* [AUFGABEN ZUR ÜBUNG]
a: Bearbeite den Text über Herzstillstände in Paris: Gib ihn beginnend mit „In Paris haben“ und weiter bis einschließlich „Lancet erschienen ist.“ wieder und ersetze dabei „Kardiologen“ durch „Herzspezialisten“.
b: Fahre mit dem Text über Herzstillstände in Paris fort und schreibe ihn im Anschluss an seinen letzten Satz weiter.

··· EXTRAHIERTER TEXT

In Paris haben sich während der Corona-Pandemie die Fälle von plötzlichem Herzstillstand außerhalb der Kliniken verdoppelt. Das berichten französische Kardiologen in einer Studie, die jetzt in The Lancet erschienen ist.
Die Mediziner analysierten in ihrer Studie Daten für nicht traumatische plötzliche Herzstillstände außerhalb der Klinik (out-of-hospital cardiac arrest, OHCA) aus Paris und den Pariser Vororten. Im Zeitraum Mai 2011 bis April 2020 traten dort insgesamt 30.768 Fälle von OHCA auf, davon 521 zu Beginn der Corona-Epidemie in Frankreich (16. März bis 26. April 2020).
Die wöchentliche Inzidenz von plötzlichem Herzstillstand außerhalb der Klinik lag in den Wochen 13 und 14 diesen Jahres bei 26,64 pro eine Million Einwohner. Verglichen mit dem Zeitraum in den Vorjahren, für den die Kardiologen einen Wert von 13,42 pro eine Million Einwohner ermittelten, verdoppelte sich die wöchentliche Inzidenz damit sogar. In den Wochen 16 bis 17 diesen Jahres fiel die Inzidenz für OHCA dann wieder schnell auf einen normalen Wert ab (10,74 bzw. 11,56 pro eine Million Einwohner). Diese Inzidenz ist vergleichbar mit denen aus den Vorjahren.
Bei der Analyse fiel auf, dass während der Pandemie mehr Menschen in der Wohnung einen plötzlichen Herzstillstand erlitten (90,2 vs. 76,8 %) als in den Vorjahren – wie die Autoren vermuten, aufgrund des Lockdowns, der in Paris ab dem 17. März galt.

······
··· GEGEBENE EINTRÄGE

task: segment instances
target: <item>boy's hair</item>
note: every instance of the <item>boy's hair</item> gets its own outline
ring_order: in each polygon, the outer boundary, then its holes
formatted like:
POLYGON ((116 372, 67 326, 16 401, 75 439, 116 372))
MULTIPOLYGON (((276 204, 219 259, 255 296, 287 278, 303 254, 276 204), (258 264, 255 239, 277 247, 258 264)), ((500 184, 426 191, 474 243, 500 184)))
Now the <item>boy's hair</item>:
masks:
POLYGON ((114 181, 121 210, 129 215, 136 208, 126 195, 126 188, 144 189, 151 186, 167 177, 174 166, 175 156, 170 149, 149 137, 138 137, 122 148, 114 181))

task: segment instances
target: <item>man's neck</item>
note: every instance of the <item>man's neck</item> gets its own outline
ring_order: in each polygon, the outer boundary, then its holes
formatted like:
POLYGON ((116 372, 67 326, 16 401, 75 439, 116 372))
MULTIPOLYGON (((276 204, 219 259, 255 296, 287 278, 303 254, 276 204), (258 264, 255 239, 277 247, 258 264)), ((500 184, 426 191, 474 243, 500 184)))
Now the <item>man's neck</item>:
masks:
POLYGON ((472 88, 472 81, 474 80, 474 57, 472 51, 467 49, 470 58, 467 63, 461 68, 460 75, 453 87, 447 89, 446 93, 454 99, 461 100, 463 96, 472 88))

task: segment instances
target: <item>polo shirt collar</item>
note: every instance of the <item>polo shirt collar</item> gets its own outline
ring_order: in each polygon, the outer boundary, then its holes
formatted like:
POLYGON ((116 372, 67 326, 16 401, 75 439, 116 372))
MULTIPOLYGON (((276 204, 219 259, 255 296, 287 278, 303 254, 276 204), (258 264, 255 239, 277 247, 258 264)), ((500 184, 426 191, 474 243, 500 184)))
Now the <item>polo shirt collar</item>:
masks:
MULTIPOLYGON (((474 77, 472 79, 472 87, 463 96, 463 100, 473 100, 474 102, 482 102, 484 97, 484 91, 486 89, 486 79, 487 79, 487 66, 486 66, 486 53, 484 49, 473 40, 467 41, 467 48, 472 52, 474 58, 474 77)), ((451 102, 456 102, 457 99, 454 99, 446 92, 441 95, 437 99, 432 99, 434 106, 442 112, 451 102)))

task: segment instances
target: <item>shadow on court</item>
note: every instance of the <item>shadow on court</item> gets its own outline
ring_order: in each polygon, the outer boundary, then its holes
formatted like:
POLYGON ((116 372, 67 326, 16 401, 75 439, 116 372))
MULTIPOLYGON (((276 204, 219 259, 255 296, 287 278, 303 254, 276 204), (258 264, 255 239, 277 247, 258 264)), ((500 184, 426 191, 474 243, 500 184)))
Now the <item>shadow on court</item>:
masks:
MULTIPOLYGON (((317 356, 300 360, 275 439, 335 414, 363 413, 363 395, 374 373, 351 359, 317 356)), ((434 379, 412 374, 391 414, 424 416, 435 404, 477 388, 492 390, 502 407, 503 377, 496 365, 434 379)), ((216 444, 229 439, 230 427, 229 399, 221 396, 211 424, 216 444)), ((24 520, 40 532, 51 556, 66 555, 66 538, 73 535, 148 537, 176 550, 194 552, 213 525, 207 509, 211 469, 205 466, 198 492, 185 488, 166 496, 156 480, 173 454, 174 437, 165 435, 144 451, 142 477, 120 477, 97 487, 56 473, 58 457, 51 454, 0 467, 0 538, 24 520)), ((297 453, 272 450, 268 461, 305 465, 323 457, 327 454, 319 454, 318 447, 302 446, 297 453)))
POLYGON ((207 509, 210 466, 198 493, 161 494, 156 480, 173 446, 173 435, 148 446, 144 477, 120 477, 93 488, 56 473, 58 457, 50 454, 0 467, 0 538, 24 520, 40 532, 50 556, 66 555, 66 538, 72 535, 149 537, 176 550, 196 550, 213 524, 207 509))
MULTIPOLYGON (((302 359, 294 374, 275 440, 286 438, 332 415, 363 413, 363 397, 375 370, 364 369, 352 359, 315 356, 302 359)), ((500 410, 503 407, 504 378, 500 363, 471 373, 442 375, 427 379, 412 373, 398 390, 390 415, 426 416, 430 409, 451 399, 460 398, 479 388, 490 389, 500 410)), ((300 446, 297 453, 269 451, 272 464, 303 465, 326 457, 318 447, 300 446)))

······

* [ERGEBNISSE JE AUFGABE]
a:
In Paris haben sich während der Corona-Pandemie die Fälle von plötzlichem Herzstillstand außerhalb der Kliniken verdoppelt. Das berichten französische Herzspezialisten in einer Studie, die jetzt in The Lancet erschienen ist.

b:
Der Vergleich mit den Vorjahren zeigte auch: Bei weniger Patienten wurde ein schockbarer Rhythmus (9,2 vs 19,1 %) diagnostiziert, bei der eine rechtzeitige Reanimation das Leben retten kann. Allerdings ging auch die Zahl der Reanimationen durch Laien zurück (47,8 % vs. 63,9 %). Der eintreffende Rettungsdienst führte seltener eine Defibrillation durch (53,1 vs. 66,2 %).
Darüberhinaus sank der Anteil der OHCA-Patienten, die noch lebend in eine Klinik eingeliefert werden konnten von 22,8% in den Vorjahren auf 12,8% in der Pandemie-Zeit. Auch der Anteil, der später lebend aus der Klinik entlassen werden konnte, sank von 5,4 % auf 3,1 %.
Laut der Autoren könnte der Anstieg der OHCA-Fälle nur teilweise durch die COVID-19-Erkrankungen erklärt werden. Bei unter 10 % aller OHCA-Patienten war COVID-19 sicher diagnostiziert worden, der genaue Anteil an tatsächlich Erkrankten ist aber nicht bekannt. Bei einigen Patienten lag lediglich der Verdacht aufgrund von Symptomen oder Patientenberichten vor.
Die Autoren machen vor allem indirekte Effekte der Pandemie für den plötzlichen Anstieg von OHCA verantwortlich, wie etwa den Lockdown, die Verhaltensänderung von Patienten und überlastete Kliniken.
So könnte die Verlegung vermeintlich nicht dringender Operationen eine der Ursachen für den Anstieg sein. Die Autoren vermuten ebenfalls, dass ein verschobener Arzttermin eines Patienten, aus Angst vor einer SARS-CoV-2-Infektion, ein weiterer Grund sein könnte.
Auch die selteneren Wiederbeleungsversuche könnten dadurch erklärt werden: Möglicherweise schreckten Laien und medizinisches Personal aus Angst vor einer Infektion eher vor einer Reanimation zurück. Nicht zuletzt spielten wohl auch die überlasteten Notaufnahmen in Paris eine Rolle.